╭──

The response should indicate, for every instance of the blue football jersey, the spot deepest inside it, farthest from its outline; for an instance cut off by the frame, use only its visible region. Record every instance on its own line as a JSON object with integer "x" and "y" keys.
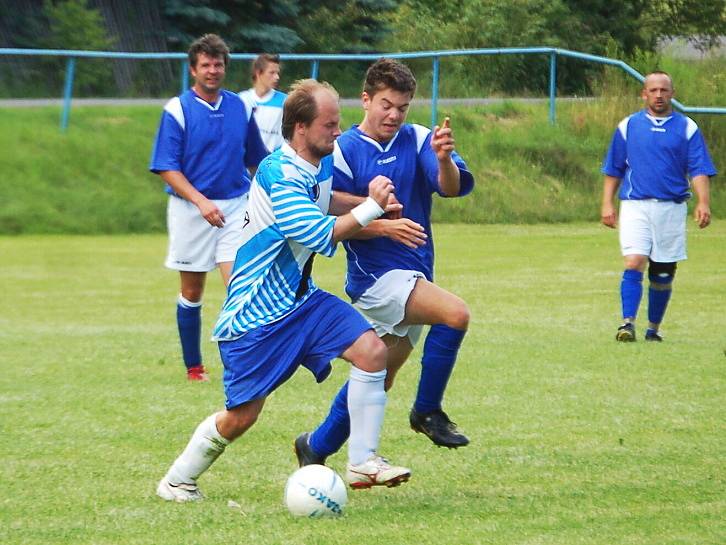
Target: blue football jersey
{"x": 286, "y": 223}
{"x": 655, "y": 155}
{"x": 410, "y": 162}
{"x": 211, "y": 144}
{"x": 268, "y": 115}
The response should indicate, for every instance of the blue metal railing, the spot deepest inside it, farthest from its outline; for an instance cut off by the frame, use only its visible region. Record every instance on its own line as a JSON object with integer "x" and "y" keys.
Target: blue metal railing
{"x": 315, "y": 60}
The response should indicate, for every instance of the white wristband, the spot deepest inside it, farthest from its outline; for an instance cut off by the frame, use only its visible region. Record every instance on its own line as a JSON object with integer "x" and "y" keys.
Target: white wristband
{"x": 367, "y": 211}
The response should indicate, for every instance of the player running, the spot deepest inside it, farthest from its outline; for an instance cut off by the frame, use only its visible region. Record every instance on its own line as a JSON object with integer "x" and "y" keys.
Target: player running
{"x": 654, "y": 151}
{"x": 389, "y": 282}
{"x": 275, "y": 319}
{"x": 207, "y": 141}
{"x": 265, "y": 99}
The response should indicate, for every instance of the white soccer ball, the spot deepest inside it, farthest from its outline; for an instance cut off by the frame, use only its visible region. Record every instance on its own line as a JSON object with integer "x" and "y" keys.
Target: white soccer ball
{"x": 315, "y": 491}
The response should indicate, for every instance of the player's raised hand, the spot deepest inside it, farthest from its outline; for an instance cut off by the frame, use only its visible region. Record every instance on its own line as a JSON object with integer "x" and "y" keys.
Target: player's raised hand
{"x": 702, "y": 215}
{"x": 608, "y": 216}
{"x": 394, "y": 209}
{"x": 406, "y": 232}
{"x": 380, "y": 189}
{"x": 211, "y": 213}
{"x": 442, "y": 140}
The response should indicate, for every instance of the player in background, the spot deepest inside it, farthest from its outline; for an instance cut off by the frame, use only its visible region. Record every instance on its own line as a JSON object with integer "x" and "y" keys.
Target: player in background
{"x": 207, "y": 139}
{"x": 653, "y": 152}
{"x": 266, "y": 100}
{"x": 389, "y": 282}
{"x": 275, "y": 319}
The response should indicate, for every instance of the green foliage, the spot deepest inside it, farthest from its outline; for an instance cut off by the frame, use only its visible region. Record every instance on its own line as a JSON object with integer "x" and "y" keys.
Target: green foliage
{"x": 576, "y": 440}
{"x": 74, "y": 25}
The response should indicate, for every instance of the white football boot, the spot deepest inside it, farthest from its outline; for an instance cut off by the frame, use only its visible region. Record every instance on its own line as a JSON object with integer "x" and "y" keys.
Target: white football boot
{"x": 376, "y": 471}
{"x": 178, "y": 492}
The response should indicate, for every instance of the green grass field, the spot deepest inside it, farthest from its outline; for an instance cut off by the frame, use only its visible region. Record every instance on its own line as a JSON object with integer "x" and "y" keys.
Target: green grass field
{"x": 575, "y": 439}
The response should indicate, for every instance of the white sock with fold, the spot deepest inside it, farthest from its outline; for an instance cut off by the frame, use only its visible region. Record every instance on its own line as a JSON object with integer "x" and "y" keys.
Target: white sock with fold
{"x": 203, "y": 449}
{"x": 366, "y": 407}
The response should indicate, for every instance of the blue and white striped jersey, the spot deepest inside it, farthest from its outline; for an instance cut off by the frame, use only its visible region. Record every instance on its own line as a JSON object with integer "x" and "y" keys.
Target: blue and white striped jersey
{"x": 654, "y": 156}
{"x": 286, "y": 223}
{"x": 268, "y": 115}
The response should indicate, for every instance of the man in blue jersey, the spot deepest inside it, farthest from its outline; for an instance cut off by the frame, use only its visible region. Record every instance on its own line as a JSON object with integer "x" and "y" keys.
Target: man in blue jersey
{"x": 389, "y": 282}
{"x": 266, "y": 100}
{"x": 207, "y": 141}
{"x": 275, "y": 319}
{"x": 654, "y": 152}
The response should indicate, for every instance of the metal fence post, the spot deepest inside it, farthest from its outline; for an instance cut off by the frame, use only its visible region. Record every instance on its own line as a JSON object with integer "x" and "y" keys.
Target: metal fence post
{"x": 435, "y": 92}
{"x": 553, "y": 85}
{"x": 185, "y": 76}
{"x": 67, "y": 92}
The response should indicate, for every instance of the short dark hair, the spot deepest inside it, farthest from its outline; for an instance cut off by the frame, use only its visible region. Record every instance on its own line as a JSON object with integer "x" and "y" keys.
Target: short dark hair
{"x": 389, "y": 74}
{"x": 658, "y": 73}
{"x": 211, "y": 45}
{"x": 261, "y": 62}
{"x": 301, "y": 104}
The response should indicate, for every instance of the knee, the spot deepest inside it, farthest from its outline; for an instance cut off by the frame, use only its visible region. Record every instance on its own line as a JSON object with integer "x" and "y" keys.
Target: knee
{"x": 241, "y": 422}
{"x": 635, "y": 262}
{"x": 192, "y": 294}
{"x": 459, "y": 318}
{"x": 373, "y": 354}
{"x": 661, "y": 274}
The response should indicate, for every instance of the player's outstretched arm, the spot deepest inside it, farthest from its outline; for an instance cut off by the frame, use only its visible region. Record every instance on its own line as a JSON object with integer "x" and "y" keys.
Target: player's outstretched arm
{"x": 184, "y": 188}
{"x": 608, "y": 215}
{"x": 370, "y": 209}
{"x": 342, "y": 203}
{"x": 702, "y": 211}
{"x": 443, "y": 144}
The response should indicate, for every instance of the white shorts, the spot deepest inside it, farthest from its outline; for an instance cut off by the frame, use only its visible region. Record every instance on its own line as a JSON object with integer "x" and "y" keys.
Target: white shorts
{"x": 653, "y": 228}
{"x": 197, "y": 246}
{"x": 384, "y": 304}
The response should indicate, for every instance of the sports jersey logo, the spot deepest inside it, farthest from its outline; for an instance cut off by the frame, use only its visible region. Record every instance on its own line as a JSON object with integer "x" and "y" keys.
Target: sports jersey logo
{"x": 315, "y": 192}
{"x": 386, "y": 160}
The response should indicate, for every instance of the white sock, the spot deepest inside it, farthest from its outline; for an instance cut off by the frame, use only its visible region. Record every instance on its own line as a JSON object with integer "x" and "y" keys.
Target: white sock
{"x": 203, "y": 449}
{"x": 366, "y": 407}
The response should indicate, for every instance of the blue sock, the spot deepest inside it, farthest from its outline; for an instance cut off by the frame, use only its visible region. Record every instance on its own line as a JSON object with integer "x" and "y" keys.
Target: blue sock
{"x": 659, "y": 293}
{"x": 439, "y": 356}
{"x": 189, "y": 321}
{"x": 335, "y": 429}
{"x": 631, "y": 290}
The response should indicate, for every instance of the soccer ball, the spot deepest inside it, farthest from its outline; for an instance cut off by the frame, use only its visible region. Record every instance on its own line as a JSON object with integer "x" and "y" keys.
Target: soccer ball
{"x": 315, "y": 491}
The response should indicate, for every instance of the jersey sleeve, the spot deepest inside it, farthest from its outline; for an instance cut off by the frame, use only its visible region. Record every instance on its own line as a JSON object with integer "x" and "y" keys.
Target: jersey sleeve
{"x": 342, "y": 173}
{"x": 699, "y": 160}
{"x": 168, "y": 146}
{"x": 615, "y": 163}
{"x": 255, "y": 149}
{"x": 300, "y": 219}
{"x": 430, "y": 166}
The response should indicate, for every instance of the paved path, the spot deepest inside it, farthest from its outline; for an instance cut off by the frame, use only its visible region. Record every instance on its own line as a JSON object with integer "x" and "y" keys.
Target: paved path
{"x": 34, "y": 103}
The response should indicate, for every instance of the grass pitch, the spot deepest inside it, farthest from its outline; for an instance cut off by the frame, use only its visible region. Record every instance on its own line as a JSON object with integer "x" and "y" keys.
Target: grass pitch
{"x": 575, "y": 438}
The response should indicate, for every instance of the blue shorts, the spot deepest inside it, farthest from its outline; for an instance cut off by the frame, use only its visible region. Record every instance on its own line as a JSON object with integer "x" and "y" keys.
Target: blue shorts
{"x": 320, "y": 330}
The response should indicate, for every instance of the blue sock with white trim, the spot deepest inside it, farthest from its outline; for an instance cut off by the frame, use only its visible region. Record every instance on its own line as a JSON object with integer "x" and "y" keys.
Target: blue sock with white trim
{"x": 189, "y": 321}
{"x": 439, "y": 356}
{"x": 631, "y": 290}
{"x": 659, "y": 293}
{"x": 333, "y": 432}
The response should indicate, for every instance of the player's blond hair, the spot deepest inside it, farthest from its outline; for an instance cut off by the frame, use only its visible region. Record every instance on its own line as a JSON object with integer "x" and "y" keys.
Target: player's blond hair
{"x": 301, "y": 104}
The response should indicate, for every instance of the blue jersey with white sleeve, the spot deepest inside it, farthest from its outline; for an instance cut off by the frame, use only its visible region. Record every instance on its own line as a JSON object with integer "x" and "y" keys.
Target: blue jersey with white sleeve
{"x": 286, "y": 223}
{"x": 211, "y": 144}
{"x": 268, "y": 115}
{"x": 410, "y": 162}
{"x": 654, "y": 156}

╰──

Required task
The lines to reproduce run from the line containing "the blue jersey" to the end of the listing; write them out exactly and add nothing.

Solution for this problem
The response should indicate, for every instance of the blue jersey with white sleeve, the spot deepest inside it, farthest from its outline; for an instance cut off by the frame, use only its visible region. Record every instance on its own line as a JSON object with integer "x" and "y" keys.
Target: blue jersey with white sleeve
{"x": 286, "y": 223}
{"x": 211, "y": 144}
{"x": 268, "y": 115}
{"x": 410, "y": 162}
{"x": 654, "y": 156}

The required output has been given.